* START Recorded information *
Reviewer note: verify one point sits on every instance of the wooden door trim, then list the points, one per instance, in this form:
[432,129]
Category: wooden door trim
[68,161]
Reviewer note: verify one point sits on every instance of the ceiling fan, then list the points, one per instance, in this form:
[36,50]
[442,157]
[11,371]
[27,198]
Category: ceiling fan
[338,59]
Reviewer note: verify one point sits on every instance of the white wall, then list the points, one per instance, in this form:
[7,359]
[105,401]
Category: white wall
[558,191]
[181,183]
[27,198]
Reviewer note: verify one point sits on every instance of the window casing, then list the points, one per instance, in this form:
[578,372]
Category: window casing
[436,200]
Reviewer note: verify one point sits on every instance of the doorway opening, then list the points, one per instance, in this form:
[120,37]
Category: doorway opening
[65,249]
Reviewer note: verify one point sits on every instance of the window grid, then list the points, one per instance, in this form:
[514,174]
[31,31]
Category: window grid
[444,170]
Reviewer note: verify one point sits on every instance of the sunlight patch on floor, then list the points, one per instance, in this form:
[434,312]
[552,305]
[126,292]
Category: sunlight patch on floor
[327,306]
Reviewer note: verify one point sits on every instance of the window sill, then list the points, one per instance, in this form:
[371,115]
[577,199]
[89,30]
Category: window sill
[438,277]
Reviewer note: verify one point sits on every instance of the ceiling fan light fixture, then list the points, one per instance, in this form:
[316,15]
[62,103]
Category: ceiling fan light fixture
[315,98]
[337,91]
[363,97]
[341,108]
* END Recorded information *
* START Recorded information *
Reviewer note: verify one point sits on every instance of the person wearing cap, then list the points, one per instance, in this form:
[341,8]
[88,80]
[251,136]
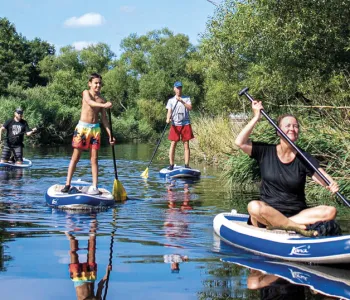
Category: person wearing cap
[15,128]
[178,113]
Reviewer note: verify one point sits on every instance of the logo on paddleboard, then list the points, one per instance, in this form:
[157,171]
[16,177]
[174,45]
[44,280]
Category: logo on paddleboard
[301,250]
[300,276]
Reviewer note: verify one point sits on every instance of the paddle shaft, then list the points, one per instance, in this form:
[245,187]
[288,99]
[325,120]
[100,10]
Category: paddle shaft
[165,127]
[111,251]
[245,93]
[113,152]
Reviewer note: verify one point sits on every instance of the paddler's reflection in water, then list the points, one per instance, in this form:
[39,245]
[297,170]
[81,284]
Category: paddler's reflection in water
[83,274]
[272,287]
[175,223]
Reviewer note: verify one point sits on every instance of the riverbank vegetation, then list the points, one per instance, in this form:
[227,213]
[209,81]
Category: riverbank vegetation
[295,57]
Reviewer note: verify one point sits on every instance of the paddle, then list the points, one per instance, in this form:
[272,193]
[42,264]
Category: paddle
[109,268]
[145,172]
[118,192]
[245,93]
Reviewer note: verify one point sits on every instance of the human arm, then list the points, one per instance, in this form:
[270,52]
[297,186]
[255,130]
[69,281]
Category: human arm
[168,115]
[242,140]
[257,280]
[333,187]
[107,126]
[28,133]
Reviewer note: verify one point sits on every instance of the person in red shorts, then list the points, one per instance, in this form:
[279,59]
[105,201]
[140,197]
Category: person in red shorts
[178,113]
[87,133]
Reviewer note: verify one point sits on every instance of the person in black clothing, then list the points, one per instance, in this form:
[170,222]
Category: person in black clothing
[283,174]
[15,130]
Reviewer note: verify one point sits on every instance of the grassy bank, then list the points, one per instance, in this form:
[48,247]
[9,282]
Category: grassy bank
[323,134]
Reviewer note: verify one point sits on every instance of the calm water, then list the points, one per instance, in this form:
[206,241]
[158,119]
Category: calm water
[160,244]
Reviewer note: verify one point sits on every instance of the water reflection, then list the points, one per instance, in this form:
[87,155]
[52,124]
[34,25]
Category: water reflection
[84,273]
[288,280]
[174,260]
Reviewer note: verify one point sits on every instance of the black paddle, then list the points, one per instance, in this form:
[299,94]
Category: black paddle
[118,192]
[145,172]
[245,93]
* END Recorded information *
(Aim of the task):
Find each line of the records that contains the string "paddler", and copy those lines.

(Final result):
Reviewer note: verify one point sits on every instance of the paddler's reflection in water, then list the points, one per instance, in this form:
Category: paddler's reflection in water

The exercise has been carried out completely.